* **Document section**:
— BEGIN —

Dan Adler, who coaches PSU’s debate team, thinks that the Associated Students of Portland State University is doing a great job. Last term, he was glad to see them put on political events and said they had a really good get-out-the-vote campaign. “In political years like that, I think it’s really important to have student advocates getting out on campus,” he said. “In off-years, when there’s no election going on, they don’t do much…I think the student vote mattered a lot this last election, and I think it’s very important for our voices to be heard.”
Being new to campus, Gloria Trujillo, 35, said she was busy trying to figure out school and never really learned a whole lot about student government. “I don’t know much about it,” she said. “I don’t know what they do, so I’m not very sure.” She also said that she voted in the student body presidential race, but she doesn’t know what the president’s role is. Trujillo suggested a tab on the PSU webpage about student government to help people understand who they are and what they do. “It might be there, I just haven’t seen it,” she said.

— END —

* **Direction 1**:
Reproduce the rows from the line containing "Please, could you outline where the dark" through the end of the rows, inclusive, with the requests included, and shift every coordinate in the answers by adding 12 to it.
The rows are unrelated to the passage.

* **Data shown**:
— BEGIN —

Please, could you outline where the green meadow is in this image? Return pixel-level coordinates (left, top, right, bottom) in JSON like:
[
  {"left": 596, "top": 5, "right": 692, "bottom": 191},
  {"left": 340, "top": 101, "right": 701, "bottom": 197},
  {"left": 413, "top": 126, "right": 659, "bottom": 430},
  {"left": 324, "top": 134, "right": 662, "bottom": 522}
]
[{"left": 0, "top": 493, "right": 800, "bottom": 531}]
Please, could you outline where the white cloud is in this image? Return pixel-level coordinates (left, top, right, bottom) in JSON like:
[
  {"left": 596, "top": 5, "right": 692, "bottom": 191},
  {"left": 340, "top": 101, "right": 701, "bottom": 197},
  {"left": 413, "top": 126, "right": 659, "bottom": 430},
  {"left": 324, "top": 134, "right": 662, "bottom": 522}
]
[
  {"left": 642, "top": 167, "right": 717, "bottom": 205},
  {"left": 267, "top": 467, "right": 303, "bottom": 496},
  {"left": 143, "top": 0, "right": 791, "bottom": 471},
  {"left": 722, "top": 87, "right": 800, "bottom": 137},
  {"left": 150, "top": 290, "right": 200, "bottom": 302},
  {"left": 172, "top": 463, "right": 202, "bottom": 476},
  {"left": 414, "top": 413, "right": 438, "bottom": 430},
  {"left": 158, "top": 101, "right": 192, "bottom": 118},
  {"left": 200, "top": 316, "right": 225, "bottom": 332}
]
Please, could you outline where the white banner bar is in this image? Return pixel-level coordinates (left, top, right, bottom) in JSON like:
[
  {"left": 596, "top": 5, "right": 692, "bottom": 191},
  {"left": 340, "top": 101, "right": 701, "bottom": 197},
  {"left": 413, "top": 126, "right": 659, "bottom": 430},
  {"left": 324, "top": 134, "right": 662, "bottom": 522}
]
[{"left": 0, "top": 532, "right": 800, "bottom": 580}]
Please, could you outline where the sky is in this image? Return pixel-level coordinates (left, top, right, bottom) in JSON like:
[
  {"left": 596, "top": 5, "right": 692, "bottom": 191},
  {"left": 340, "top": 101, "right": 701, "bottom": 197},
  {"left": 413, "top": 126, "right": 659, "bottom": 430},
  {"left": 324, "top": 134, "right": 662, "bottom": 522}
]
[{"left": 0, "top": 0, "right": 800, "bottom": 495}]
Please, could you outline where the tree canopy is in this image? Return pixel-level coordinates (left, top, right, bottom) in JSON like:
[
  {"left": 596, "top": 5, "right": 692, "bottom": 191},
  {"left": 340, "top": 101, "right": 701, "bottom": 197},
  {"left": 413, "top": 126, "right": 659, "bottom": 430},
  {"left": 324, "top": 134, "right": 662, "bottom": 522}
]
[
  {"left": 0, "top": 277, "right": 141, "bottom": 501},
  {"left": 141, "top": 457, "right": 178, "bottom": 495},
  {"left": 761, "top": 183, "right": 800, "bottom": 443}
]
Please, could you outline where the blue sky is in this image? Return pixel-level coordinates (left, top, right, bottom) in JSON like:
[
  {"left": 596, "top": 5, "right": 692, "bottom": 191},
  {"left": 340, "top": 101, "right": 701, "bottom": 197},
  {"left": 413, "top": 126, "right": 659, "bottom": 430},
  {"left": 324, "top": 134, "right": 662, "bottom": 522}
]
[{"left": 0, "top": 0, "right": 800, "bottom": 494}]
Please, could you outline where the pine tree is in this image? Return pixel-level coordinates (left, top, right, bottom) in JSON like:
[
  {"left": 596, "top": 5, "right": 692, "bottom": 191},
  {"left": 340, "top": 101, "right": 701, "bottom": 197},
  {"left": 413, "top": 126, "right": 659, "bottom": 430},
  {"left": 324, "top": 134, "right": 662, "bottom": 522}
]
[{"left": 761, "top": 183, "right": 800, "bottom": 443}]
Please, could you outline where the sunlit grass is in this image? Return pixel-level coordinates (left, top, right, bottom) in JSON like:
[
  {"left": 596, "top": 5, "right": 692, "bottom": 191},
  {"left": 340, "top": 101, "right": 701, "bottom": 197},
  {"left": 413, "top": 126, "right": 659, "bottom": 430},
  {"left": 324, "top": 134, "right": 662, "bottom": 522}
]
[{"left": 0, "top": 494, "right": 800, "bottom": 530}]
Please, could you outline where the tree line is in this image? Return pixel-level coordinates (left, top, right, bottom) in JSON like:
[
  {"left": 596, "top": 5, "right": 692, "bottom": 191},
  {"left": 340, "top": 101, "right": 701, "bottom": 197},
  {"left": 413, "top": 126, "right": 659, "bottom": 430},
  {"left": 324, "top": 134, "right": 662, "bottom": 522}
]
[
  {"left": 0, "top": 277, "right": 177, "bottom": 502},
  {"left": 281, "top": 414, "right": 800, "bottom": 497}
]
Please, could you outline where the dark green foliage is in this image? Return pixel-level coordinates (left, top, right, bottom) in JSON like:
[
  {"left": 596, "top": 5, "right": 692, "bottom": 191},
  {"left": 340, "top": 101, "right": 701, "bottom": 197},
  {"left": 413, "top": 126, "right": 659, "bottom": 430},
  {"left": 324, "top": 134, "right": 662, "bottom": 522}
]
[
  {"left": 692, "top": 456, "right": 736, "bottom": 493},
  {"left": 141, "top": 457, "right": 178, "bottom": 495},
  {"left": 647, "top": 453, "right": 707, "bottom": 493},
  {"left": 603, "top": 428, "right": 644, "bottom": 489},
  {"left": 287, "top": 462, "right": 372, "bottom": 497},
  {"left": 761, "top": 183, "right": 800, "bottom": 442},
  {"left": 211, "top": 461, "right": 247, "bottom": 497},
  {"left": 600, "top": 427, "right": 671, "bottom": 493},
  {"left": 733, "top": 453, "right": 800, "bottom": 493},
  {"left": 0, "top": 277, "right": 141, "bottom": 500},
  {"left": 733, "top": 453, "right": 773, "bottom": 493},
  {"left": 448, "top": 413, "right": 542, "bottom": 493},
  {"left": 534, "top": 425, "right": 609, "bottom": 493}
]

— END —

* **Direction 2**:
In the passage about student government, what does Gloria Trujillo suggest to help people understand it?

* **Correct output 1**:
Please, could you outline where the dark green foliage is in this image? Return pixel-level coordinates (left, top, right, bottom) in JSON like:
[
  {"left": 596, "top": 5, "right": 692, "bottom": 191},
  {"left": 340, "top": 101, "right": 701, "bottom": 197},
  {"left": 413, "top": 126, "right": 659, "bottom": 430},
  {"left": 324, "top": 134, "right": 662, "bottom": 522}
]
[
  {"left": 704, "top": 468, "right": 748, "bottom": 505},
  {"left": 153, "top": 469, "right": 190, "bottom": 507},
  {"left": 659, "top": 465, "right": 719, "bottom": 505},
  {"left": 615, "top": 440, "right": 656, "bottom": 501},
  {"left": 299, "top": 474, "right": 384, "bottom": 509},
  {"left": 773, "top": 195, "right": 812, "bottom": 454},
  {"left": 223, "top": 473, "right": 259, "bottom": 509},
  {"left": 612, "top": 439, "right": 683, "bottom": 505},
  {"left": 745, "top": 465, "right": 812, "bottom": 505},
  {"left": 12, "top": 289, "right": 153, "bottom": 512},
  {"left": 745, "top": 465, "right": 785, "bottom": 505},
  {"left": 460, "top": 425, "right": 554, "bottom": 505},
  {"left": 546, "top": 437, "right": 621, "bottom": 505}
]

* **Correct output 2**:
She suggests a tab on the PSU webpage about student government.